- _Consignes_
1. Reproduisez fidèlement le passage du document qui va de « La mission du » à « par le groupe[1]. ».
2. Selon le document, par qui le rapport structuré rédigé en fin de phase est-il validé ?

La mission du rapporteur était définie dans le Vade-mecum de « Wallonie 2020 » comme suit : « faire ressortir les éléments de consensus et de dissensus ; être synthétique et non exhaustif ; être honnête dans la restitution, sans langue de bois, en faisant valoir l’avis du groupe et non pas son avis propre ; s’exprimer dans un langage rédigé dans des termes de démocratie délibérative plutôt que de démocratie participative ». Le rapporteur rédigerait un rapport structuré en fin de phase ; ensuite, ce rapport serait validé par le groupe[1].

Le présent rapport tente de respecter ces règles. Néanmoins, nous avertissons le lecteur que nous ne procédons pas ici à une énumération des listes de qualificatifs utilisés, ni à une description des schémas divers qui ont été rédigés au cours de ces réunions (vous les trouverez joints en annexe, listés dans la chronologie où ils ont été établis). Nous tentons plutôt de dégager les lignes de forces qui ont conduit notre débat et, par ailleurs, nous procédons à une brève évaluation du chemin parcouru.

(Entrées de données collectées)
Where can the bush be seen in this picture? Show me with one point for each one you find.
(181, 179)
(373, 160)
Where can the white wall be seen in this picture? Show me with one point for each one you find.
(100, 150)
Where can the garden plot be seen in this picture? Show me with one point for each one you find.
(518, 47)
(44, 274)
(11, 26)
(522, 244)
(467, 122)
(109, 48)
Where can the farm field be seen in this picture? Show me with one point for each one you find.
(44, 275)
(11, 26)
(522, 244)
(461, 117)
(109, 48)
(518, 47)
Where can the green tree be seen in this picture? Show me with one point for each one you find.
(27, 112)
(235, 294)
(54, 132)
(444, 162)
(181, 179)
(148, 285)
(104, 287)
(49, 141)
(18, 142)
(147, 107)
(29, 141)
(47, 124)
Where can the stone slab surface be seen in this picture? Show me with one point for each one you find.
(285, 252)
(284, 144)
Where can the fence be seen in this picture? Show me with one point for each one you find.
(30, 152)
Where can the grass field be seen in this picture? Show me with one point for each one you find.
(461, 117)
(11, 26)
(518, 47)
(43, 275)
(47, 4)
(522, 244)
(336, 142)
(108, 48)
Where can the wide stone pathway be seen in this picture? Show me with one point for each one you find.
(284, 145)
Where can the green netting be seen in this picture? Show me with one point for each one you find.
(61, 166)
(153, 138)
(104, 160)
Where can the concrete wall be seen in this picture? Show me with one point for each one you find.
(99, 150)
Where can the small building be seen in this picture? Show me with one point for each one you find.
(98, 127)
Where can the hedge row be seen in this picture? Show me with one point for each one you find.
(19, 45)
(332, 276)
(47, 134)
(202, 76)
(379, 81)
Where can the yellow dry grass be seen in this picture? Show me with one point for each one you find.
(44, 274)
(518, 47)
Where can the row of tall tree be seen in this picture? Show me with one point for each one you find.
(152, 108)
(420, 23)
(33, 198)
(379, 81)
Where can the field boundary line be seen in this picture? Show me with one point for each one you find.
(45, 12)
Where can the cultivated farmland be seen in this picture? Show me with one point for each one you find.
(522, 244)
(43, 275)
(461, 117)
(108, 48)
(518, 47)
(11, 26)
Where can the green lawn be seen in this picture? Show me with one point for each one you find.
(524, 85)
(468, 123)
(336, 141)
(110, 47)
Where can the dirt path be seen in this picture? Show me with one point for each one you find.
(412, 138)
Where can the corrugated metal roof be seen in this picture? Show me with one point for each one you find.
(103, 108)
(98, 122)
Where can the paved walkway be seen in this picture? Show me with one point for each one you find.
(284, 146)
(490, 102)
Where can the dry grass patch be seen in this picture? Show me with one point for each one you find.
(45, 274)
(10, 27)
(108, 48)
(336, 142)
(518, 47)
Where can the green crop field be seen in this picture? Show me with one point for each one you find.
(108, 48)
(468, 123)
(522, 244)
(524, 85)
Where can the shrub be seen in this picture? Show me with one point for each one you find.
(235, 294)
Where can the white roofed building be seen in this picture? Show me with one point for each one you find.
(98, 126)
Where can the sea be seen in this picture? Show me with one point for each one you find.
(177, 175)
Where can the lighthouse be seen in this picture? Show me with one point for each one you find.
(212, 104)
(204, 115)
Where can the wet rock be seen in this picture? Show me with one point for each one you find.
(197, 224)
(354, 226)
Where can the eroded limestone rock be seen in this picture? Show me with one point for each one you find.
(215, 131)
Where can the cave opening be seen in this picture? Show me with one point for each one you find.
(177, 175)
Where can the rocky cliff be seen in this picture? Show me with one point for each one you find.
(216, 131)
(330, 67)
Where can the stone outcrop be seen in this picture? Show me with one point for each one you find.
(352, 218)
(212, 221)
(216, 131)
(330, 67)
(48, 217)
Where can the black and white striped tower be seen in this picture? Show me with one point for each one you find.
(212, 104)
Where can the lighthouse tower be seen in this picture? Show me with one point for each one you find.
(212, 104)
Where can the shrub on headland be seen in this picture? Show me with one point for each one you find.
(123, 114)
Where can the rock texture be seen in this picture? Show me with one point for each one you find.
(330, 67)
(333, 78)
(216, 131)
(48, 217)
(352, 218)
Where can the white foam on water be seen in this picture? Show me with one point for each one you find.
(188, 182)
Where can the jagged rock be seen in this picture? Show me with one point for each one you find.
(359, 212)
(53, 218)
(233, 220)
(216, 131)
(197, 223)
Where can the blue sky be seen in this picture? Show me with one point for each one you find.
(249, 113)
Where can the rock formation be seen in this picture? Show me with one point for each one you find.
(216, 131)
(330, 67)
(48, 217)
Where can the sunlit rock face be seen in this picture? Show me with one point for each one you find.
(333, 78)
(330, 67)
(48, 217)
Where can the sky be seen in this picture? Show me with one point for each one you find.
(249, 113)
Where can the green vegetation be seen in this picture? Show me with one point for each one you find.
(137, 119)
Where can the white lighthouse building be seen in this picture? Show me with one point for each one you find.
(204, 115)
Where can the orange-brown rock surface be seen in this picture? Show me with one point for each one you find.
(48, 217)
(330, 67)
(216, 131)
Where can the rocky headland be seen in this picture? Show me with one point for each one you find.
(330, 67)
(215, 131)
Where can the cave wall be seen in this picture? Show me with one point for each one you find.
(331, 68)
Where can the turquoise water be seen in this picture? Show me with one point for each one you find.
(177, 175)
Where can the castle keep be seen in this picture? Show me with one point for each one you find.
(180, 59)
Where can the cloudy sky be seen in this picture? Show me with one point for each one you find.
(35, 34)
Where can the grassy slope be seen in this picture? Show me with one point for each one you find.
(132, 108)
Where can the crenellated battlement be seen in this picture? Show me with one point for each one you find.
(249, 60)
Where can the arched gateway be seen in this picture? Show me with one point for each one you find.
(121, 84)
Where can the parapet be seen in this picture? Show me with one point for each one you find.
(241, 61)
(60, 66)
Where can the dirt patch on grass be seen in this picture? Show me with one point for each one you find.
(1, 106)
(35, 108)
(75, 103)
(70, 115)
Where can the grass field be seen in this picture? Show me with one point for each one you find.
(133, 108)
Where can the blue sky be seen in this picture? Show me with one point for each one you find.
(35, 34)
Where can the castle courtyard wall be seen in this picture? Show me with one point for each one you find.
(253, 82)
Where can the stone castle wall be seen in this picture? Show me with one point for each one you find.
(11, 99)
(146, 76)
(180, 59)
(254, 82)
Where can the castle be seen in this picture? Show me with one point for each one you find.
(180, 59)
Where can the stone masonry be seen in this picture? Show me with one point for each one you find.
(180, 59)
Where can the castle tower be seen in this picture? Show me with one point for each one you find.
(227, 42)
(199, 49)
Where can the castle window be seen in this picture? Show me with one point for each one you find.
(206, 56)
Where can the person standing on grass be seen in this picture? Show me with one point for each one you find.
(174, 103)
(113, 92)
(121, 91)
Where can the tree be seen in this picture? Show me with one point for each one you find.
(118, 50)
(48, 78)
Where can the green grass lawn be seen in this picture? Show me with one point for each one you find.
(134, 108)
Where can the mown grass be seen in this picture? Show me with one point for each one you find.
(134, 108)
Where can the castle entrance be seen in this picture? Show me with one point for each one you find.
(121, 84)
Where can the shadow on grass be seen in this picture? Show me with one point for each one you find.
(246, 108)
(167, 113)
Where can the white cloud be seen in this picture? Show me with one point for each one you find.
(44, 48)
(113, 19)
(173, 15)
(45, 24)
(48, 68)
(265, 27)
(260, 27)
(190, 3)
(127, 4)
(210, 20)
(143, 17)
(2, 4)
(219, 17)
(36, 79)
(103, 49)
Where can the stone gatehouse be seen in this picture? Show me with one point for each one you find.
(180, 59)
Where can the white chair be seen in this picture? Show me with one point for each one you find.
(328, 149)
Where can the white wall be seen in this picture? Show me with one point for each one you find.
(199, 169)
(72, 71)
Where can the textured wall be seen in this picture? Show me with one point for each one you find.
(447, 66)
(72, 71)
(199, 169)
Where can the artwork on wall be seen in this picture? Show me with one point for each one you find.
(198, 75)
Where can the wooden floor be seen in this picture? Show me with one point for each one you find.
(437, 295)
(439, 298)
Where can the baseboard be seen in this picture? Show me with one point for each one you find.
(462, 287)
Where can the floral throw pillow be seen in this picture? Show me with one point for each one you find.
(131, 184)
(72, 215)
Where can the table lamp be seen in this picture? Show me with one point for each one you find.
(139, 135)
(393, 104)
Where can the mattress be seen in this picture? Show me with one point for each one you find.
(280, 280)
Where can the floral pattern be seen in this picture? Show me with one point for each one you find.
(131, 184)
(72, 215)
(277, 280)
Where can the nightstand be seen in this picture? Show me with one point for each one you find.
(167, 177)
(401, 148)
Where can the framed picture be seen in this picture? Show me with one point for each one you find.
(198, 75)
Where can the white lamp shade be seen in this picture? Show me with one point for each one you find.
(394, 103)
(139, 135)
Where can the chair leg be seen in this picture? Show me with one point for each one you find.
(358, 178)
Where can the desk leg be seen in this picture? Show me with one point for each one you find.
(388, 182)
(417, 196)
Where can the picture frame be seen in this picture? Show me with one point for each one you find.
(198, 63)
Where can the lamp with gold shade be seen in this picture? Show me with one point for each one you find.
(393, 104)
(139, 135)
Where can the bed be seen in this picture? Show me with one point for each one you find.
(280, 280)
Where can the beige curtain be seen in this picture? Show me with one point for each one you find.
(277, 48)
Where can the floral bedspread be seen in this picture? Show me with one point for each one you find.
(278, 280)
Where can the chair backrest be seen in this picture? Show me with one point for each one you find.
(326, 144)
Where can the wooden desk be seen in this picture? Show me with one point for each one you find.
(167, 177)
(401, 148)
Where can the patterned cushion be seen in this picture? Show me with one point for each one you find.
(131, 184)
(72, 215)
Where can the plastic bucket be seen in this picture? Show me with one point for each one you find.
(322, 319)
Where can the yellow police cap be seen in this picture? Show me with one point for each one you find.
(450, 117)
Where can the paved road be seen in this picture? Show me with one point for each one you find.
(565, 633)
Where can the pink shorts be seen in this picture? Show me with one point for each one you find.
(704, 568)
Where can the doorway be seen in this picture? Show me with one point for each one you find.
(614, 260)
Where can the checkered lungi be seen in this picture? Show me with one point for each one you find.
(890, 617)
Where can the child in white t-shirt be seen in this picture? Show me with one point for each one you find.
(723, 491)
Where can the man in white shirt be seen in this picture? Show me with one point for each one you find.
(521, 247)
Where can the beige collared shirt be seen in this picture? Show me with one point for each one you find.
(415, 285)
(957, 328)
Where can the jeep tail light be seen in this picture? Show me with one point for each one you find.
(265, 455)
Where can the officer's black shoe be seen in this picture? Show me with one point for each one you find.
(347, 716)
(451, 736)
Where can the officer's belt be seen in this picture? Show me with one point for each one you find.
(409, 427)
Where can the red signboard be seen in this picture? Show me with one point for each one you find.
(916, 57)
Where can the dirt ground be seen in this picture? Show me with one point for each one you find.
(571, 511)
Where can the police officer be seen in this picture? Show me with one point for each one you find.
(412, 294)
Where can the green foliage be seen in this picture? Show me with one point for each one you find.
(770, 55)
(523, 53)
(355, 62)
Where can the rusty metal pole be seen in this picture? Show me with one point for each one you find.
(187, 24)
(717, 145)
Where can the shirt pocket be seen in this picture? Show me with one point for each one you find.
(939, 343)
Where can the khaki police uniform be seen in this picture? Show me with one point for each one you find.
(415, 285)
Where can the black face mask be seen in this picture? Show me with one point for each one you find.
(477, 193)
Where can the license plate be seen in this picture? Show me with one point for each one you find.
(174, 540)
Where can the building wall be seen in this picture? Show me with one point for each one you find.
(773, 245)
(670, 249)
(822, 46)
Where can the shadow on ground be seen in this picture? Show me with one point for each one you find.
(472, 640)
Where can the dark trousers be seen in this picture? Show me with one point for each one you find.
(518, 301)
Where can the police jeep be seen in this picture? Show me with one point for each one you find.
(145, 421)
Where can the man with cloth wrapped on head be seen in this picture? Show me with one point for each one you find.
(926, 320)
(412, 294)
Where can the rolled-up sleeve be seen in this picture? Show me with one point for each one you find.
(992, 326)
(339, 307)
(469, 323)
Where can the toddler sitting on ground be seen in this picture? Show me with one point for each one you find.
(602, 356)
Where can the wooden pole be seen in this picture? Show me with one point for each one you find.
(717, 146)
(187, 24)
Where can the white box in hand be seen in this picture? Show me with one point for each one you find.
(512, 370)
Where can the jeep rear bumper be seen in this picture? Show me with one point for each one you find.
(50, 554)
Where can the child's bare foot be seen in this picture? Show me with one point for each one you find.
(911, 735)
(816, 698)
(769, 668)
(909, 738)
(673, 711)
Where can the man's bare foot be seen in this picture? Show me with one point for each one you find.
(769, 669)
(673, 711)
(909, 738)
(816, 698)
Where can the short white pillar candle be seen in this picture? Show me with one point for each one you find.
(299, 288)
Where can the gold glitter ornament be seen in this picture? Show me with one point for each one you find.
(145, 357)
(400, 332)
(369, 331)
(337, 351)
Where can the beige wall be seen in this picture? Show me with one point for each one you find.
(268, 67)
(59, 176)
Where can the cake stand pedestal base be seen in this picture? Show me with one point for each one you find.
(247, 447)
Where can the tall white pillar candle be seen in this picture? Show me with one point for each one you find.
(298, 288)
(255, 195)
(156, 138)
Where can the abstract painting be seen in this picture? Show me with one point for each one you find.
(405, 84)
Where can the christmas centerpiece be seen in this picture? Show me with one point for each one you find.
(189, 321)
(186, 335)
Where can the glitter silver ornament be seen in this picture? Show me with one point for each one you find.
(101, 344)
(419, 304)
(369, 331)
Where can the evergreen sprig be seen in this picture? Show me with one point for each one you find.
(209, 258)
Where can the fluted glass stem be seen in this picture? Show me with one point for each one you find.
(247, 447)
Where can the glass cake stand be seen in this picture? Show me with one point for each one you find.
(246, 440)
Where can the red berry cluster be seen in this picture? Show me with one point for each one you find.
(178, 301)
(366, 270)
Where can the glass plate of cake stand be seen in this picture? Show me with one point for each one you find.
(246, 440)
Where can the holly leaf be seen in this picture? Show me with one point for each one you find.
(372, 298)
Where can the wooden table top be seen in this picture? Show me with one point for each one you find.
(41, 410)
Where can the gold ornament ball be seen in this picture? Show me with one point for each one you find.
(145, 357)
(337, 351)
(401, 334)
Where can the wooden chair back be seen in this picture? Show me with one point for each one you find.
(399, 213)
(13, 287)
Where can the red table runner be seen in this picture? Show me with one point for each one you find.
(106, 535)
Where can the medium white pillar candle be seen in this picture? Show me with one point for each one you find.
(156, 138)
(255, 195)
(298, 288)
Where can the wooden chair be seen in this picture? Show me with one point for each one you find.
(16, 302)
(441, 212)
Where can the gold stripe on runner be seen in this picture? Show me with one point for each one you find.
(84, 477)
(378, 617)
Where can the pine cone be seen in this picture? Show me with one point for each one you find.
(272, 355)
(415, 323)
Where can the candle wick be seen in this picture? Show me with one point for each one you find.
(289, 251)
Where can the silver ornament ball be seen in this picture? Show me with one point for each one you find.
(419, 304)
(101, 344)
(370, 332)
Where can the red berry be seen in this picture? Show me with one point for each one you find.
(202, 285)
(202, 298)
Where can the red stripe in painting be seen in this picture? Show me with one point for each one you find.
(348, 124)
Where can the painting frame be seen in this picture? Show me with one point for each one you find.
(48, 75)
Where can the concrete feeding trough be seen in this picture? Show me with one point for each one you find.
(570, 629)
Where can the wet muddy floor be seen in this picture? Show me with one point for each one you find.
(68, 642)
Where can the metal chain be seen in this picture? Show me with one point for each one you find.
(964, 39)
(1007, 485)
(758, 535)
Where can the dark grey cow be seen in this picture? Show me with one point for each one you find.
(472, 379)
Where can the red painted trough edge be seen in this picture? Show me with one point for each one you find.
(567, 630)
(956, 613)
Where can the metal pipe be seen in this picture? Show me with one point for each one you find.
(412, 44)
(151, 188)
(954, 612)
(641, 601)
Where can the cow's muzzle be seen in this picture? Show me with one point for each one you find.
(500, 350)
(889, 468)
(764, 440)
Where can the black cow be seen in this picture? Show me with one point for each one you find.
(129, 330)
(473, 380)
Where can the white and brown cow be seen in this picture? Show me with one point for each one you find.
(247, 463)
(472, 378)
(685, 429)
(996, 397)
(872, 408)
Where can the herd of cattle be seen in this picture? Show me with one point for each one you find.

- _Réponses finales_
1.
La mission du rapporteur était définie dans le Vade-mecum de « Wallonie 2020 » comme suit : « faire ressortir les éléments de consensus et de dissensus ; être synthétique et non exhaustif ; être honnête dans la restitution, sans langue de bois, en faisant valoir l’avis du groupe et non pas son avis propre ; s’exprimer dans un langage rédigé dans des termes de démocratie délibérative plutôt que de démocratie participative ». Le rapporteur rédigerait un rapport structuré en fin de phase ; ensuite, ce rapport serait validé par le groupe[1].

2. Par le groupe.